The tasks:
1. Name every city listed as a competition host in the medal record of the article on weightlifter Ri Suk.
2. Extend the article on weightlifter Ri Suk, starting after its final sentence.

Quoted text:
----
Ri Suk

Personal information
- Born: 16 March 2003 (age 23) North Korea
- Weight: 64 kg (141 lb)

Sport
- Sport: Weightlifting

Achievements and titles
- Personal bests: Snatch: 115 kg (2024); Clean & Jerk: 149 kg (2024, CWR); Total: 264 kg (2024, CWR);

Medal record
Women's weightlifting
Representing North Korea
World Championships
| Gold medal – first place | 2024 Manama | 64 kg |
| Gold medal – first place | 2025 Førde | 63 kg |
Asian Championships
| Gold medal – first place | 2024 Tashkent | 64 kg |
| Gold medal – first place | 2026 Gandhinagar | 63 kg |
World Cup
| Silver medal – second place | 2024 Phuket | 64 kg |

Korean name
- Hangul: 리숙
- RR: Ri Suk
- MR: Ri Suk

= Ri Suk =

North Korean weightlifter (born 2003)

Ri Suk (born 16 March 2003) is a North Korean weightlifter competing in the women's 64 kg category. She first competed at the 2018 Asian Youth and Junior Weightlifting Championships, winning both divisions.

After four years from her last competition, she competed at the 2023 IWF Grand Prix II and set seven junior world records and broke the clean and jerk world record held by Deng Wei at the time. She also competed at the 2024 Asian Weightlifting Championships and 2024 World Weightlifting Championships, earning the gold medal in both editions for her first titles in the championships. As of June 2025, she holds the world records for the clean and jerk and total in the category.
----
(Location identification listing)
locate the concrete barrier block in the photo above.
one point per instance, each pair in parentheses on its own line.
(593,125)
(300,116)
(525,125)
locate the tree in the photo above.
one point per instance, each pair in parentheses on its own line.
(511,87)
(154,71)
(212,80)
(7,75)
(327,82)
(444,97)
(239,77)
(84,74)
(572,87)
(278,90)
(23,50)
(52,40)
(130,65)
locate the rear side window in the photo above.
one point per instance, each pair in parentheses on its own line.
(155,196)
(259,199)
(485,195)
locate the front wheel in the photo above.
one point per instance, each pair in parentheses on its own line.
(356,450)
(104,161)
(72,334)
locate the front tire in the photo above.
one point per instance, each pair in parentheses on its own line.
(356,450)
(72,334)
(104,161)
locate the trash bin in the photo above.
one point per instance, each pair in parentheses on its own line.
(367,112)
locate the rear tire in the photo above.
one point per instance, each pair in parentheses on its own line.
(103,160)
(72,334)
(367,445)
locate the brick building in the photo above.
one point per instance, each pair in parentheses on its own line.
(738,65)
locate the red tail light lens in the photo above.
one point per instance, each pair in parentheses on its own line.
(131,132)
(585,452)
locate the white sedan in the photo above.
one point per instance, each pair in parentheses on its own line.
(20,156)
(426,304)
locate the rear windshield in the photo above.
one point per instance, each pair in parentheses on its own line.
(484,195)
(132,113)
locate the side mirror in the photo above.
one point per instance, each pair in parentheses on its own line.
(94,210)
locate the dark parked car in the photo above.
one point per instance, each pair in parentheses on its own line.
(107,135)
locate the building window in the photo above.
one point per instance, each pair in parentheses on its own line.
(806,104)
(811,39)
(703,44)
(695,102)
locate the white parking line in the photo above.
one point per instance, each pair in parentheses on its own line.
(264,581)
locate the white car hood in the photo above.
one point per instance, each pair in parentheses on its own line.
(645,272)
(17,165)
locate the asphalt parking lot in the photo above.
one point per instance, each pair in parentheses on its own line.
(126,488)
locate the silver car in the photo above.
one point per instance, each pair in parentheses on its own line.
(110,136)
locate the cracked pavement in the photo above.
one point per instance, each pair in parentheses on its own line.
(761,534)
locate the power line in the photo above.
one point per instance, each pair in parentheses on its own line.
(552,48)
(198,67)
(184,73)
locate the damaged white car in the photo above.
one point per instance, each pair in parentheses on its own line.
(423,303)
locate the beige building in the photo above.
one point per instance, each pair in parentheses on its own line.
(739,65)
----
Responses:
1. Manama, Førde, Tashkent, Gandhinagar, Phuket

2.
==Career==
Ri Suk was born on 16 March 2003. She first competed at the 2018 Asian Youth and Junior Weightlifting Championships in Urgench, Uzbekistan, in the women's 53 kg category. There she lifted 87 kg in the snatch and 110 kg in the clean and jerk for a total of 197 kg. She won the overall gold medals in both the youth and junior divisions. The following year, she competed at the 2019 edition of the event held in Pyongyang, North Korea, in October. In the women's 64 kg category, she lifted 96 kg in the snatch and 122 kg in the clean and jerk for a total of 218 kg, winning the youth division though placing second in the junior division behind Kumushkhon Fayzullaeva of Uzbekistan.

After a four year absence from international competition, she returned at the 2023 IWF Grand Prix II in Doha, Qatar. She snatched 114 kg and clean and jerked 146 kg for a total of 260 kg in the women's 64 kg category. At this session, she had won the total gold medal, had broken seven junior world records and had set a new senior world record in the clean and jerk, breaking Deng Wei's world record set four years prior. Ri's total was 2 kg off of Deng's world record.

Ri competed at the 2024 Asian Weightlifting Championships in Tashkent, Uzbekistan; she competed in the same category. Ri had a snatch of 112 kg and a clean and jerk of 141 kg for a total of 253 kg, failing to lift 147 kg for her last attempt to break the then-world record held by her. She won the overall gold medal 49 kg over the category's second placer. She then had her first loss of her senior international career after placing second behind Rim Un-sim at the 2024 IWF World Cup in Phuket, Thailand. She snatched 108 kg and clean and jerked 140 kg for a total of 248 kg, placing second by 10 kg.

Her first world championships were the 2024 World Weightlifting Championships in Riyadh, Saudi Arabia. There she snatched 114 kg and clean and jerked 149 kg for a total of 264 kg, breaking the clean and jerk and total world records set by Deng five years ago at the 2019 Asian Weightlifting Championships in Ningbo, China.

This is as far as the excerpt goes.